◆ **Selected text**:
PhD student Andrew Buxton publishes research on the conservation of Great Crested Newts
11th April 2017
The research has revealed how tiny amounts of environmental DNA (eDNA) released into water by great crested newts can be used to monitor the species. This can bring benefits for its conservation, and help protect great crested newts from major construction projects.
It has also revealed, for the first time, how great crested newt eDNA varies throughout the year in relation to population size and environmental factors.
Surveying the newts every fourteen days throughout the year, Andrew and his team mapped the amount of DNA in the water as it changed through the seasons in relation to the number of newts and their behaviour – from their arrival in March through their breeding season in May, until the start of hibernation in October. During breeding, the newts are very active and release a lot eggs, sperm and DNA into the water. This results in a peak in DNA towards the end of the breeding period, which may be the best time to take water samples to detect the species.
eDNA sampling can improve the effectiveness of surveys on sites scheduled for development. By finding rare species early in a development, there is less chance of delays than if they are found once it has started, saving time and money.
The great crested newt is protected under European law although it is not uncommon in the south-east of England, which is one of their strongholds in the UK. They have, however, suffered dramatic declines over the last 60 years, due to development and agricultural changes.
The team's paper, entitled Seasonal variation in environmental DNA in relation to population size and environmental factors (Andrew S. Buxton, Jim J. Groombridge, Nurulhuda B. Zakaria & Richard A. Griffiths) was published in Scientific Reports on 10 April 2017.

◆ **Record excerpts**:
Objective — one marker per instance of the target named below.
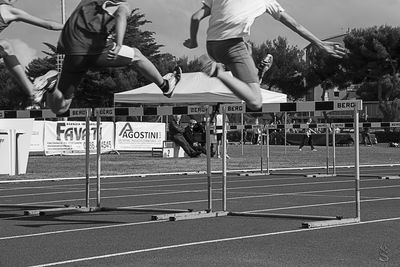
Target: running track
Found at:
(128, 238)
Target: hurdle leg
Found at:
(223, 158)
(208, 146)
(268, 158)
(327, 150)
(87, 146)
(334, 151)
(357, 160)
(98, 159)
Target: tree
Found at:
(288, 70)
(374, 63)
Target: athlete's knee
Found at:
(6, 48)
(58, 105)
(254, 104)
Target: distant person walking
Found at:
(229, 25)
(308, 137)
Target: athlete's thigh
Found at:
(74, 68)
(234, 54)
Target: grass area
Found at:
(143, 163)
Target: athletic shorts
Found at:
(76, 66)
(233, 53)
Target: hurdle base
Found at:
(57, 211)
(283, 215)
(318, 224)
(189, 215)
(319, 175)
(145, 210)
(254, 174)
(389, 177)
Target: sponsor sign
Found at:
(194, 110)
(234, 108)
(139, 136)
(69, 137)
(37, 138)
(347, 105)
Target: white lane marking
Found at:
(132, 252)
(147, 222)
(189, 173)
(77, 230)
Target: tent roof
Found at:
(194, 88)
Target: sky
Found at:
(170, 21)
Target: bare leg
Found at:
(15, 67)
(147, 68)
(250, 93)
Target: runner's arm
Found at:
(332, 48)
(121, 18)
(16, 14)
(197, 17)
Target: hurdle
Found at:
(226, 108)
(142, 111)
(48, 114)
(321, 221)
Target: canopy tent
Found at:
(194, 88)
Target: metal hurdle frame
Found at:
(140, 111)
(356, 106)
(319, 221)
(48, 114)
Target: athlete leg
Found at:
(60, 97)
(129, 55)
(15, 68)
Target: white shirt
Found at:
(233, 18)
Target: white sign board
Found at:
(139, 136)
(69, 137)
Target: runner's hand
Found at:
(113, 53)
(189, 43)
(333, 49)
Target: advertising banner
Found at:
(69, 137)
(17, 136)
(139, 136)
(37, 137)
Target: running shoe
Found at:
(44, 83)
(264, 66)
(208, 66)
(172, 79)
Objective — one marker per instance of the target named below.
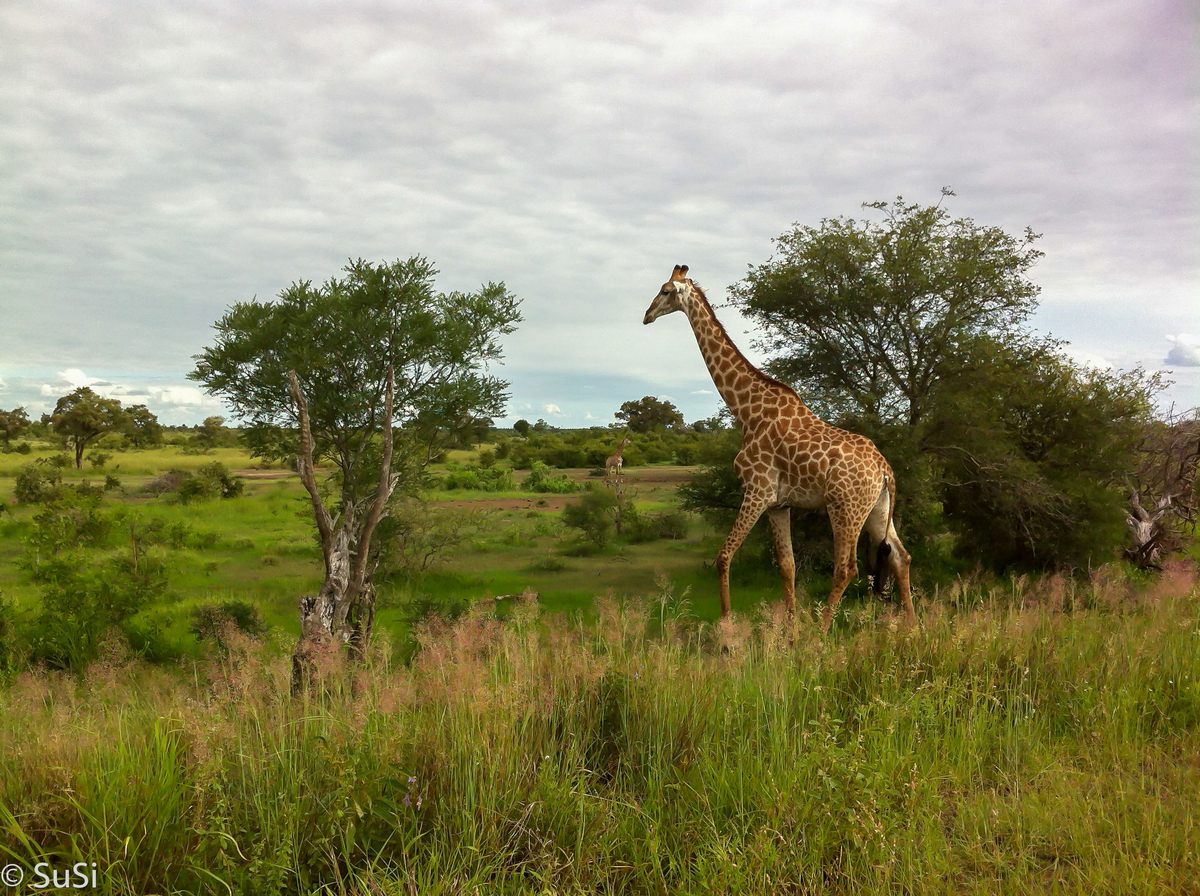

◆ **Exercise 1**: Summarize the newt eDNA article in two sentences.
◆ **Exercise 2**: Copy the stretch of the newt eDNA article from "PhD student Andrew" through "and environmental factors." word for word.
Answer from the text alone, not from the material.

◆ **Worked solution 1**: Tiny amounts of environmental DNA that great crested newts release into water can be used to monitor the species, and the research showed for the first time how this eDNA varies through the year with population size and environmental factors. The DNA peaks toward the end of the breeding period, which may be the best time to take water samples, and eDNA sampling can find the newts early on sites planned for development, reducing the chance of delays.

◆ **Worked solution 2**:
PhD student Andrew Buxton publishes research on the conservation of Great Crested Newts
11th April 2017
The research has revealed how tiny amounts of environmental DNA (eDNA) released into water by great crested newts can be used to monitor the species. This can bring benefits for its conservation, and help protect great crested newts from major construction projects.
It has also revealed, for the first time, how great crested newt eDNA varies throughout the year in relation to population size and environmental factors.